## What is required
The expected answer holds every line from the first line of the data below through the line containing "box: [0, 2, 684, 378]", exactly as written, and no other line.

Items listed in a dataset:
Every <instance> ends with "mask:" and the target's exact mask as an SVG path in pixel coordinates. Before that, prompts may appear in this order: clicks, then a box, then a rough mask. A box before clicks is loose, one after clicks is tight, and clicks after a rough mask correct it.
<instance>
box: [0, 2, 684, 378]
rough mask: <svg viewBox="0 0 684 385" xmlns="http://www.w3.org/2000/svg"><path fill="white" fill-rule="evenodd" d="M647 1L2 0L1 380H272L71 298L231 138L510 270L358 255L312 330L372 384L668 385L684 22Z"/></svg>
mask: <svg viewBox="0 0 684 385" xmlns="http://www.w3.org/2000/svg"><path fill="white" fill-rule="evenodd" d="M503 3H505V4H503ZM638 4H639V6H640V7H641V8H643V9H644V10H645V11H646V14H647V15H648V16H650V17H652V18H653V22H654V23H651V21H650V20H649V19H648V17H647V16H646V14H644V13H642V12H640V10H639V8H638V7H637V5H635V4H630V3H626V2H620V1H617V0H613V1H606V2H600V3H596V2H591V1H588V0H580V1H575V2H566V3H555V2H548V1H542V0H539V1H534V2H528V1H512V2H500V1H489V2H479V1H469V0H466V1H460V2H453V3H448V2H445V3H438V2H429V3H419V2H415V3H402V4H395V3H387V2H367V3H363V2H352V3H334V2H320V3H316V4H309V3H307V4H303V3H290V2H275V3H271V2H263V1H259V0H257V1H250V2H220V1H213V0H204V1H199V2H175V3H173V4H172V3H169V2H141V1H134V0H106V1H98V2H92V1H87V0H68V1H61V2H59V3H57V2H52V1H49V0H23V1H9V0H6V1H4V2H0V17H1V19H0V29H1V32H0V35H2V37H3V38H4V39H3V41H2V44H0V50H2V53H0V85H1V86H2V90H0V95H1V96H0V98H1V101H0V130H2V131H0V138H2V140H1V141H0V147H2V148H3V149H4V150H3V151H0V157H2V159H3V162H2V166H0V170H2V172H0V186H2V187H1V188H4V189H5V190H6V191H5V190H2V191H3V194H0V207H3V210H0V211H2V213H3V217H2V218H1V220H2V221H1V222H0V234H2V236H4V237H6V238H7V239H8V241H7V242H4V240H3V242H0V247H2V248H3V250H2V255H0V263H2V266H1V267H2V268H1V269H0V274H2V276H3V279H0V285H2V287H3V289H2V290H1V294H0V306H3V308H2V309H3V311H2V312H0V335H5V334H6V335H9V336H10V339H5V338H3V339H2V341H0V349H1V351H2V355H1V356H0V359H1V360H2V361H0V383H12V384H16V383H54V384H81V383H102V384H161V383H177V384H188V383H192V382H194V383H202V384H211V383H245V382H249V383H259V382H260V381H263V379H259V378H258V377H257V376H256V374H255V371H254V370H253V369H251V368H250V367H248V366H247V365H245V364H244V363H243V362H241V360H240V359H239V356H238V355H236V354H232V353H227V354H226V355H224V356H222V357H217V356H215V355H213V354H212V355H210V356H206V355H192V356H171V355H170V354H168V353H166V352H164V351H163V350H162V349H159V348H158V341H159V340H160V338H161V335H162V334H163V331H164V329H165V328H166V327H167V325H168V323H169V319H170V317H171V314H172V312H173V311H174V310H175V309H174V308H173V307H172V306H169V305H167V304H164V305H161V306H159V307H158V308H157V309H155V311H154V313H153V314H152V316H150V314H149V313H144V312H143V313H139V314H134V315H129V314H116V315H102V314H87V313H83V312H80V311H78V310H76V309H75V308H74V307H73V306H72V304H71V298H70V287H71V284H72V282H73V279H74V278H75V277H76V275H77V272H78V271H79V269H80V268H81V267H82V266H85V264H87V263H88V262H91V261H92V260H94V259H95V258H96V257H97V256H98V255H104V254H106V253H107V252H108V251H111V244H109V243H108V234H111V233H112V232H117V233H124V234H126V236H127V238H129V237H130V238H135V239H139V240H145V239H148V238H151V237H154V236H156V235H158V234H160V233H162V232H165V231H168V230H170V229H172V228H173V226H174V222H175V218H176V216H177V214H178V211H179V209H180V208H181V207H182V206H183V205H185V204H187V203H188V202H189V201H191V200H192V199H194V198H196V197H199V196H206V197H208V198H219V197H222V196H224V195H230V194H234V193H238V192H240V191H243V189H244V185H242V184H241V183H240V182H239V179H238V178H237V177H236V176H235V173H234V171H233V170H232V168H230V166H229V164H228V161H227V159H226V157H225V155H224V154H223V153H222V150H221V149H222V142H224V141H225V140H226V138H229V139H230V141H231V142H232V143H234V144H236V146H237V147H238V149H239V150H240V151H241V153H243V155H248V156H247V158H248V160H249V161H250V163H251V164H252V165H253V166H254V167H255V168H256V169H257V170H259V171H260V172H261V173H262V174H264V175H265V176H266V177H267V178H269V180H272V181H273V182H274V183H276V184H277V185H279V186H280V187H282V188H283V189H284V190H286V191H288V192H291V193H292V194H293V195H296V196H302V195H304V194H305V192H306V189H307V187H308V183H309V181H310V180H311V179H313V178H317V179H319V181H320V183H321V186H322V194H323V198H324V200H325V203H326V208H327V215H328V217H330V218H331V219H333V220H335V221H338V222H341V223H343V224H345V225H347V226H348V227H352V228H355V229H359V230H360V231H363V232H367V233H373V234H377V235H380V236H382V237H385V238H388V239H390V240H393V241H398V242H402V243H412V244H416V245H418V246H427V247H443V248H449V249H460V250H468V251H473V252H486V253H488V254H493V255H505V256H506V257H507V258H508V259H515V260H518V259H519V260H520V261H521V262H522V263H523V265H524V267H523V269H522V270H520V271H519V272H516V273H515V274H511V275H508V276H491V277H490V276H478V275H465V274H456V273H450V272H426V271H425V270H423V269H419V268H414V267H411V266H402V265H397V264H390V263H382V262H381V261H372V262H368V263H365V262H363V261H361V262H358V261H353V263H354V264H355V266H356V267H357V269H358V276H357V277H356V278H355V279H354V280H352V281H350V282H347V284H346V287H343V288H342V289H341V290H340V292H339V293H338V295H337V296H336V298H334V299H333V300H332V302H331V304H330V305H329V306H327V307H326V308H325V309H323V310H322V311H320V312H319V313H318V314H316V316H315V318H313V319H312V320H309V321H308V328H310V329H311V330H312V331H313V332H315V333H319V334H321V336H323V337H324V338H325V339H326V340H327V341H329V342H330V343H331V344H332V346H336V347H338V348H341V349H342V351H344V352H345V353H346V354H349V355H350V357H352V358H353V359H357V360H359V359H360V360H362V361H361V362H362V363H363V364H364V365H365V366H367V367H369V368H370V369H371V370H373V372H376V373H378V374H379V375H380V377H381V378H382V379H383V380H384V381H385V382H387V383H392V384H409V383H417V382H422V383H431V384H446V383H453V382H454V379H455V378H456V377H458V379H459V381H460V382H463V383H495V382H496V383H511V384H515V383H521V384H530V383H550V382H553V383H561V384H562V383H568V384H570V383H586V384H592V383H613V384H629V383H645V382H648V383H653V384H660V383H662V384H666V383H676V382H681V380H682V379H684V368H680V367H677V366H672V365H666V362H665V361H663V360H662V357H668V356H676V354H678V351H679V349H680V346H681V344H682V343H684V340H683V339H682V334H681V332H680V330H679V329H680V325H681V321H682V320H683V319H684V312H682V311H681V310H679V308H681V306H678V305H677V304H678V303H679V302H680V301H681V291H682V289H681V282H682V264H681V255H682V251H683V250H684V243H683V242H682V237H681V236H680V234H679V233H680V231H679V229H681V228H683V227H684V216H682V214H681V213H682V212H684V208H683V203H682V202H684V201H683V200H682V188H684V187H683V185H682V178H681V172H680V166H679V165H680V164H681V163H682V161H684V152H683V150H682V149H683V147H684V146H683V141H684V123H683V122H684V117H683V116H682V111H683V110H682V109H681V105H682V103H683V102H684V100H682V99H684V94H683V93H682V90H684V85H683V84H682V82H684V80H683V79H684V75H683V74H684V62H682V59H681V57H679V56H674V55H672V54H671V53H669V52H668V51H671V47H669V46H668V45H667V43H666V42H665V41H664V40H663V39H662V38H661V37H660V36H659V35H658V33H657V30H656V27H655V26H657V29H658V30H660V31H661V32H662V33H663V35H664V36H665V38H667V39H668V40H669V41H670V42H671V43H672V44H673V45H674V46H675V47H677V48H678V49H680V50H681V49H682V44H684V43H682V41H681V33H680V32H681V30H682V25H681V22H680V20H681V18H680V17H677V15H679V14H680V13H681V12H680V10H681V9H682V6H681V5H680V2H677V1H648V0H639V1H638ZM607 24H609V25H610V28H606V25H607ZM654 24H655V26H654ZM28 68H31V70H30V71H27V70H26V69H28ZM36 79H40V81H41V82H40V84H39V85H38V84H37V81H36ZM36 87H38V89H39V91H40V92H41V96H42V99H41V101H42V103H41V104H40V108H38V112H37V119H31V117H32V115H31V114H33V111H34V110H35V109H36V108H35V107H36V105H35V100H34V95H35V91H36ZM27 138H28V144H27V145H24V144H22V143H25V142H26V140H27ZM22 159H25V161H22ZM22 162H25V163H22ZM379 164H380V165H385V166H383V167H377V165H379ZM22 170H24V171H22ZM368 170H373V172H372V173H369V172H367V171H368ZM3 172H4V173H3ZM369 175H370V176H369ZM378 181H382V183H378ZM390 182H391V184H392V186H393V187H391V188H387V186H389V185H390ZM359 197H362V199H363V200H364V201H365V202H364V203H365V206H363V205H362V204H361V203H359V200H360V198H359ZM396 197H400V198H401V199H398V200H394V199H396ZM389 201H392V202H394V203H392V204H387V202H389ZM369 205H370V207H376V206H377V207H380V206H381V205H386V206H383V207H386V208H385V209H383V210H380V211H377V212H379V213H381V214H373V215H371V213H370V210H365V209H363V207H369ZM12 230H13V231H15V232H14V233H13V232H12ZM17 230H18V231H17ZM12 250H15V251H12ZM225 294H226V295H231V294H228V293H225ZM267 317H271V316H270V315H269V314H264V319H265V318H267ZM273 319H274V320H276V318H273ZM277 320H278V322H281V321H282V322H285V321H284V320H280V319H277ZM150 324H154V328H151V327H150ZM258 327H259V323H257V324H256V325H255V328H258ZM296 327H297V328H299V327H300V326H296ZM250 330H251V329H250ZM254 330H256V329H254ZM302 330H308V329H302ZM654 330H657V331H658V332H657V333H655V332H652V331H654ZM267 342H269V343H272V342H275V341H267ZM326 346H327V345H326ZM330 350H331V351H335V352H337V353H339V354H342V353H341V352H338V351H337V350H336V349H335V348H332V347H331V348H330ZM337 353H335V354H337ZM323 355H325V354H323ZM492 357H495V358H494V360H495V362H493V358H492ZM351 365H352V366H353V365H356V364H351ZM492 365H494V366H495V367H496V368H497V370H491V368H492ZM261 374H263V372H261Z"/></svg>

## Response area
Every <instance> ends with "mask:" and the target's exact mask as an SVG path in pixel coordinates. Before that, prompts may appear in this order: clicks, then a box, then a rough mask. A box before clicks is loose, one after clicks is tight, and clicks after a rough mask correct it.
<instance>
box: [0, 2, 684, 378]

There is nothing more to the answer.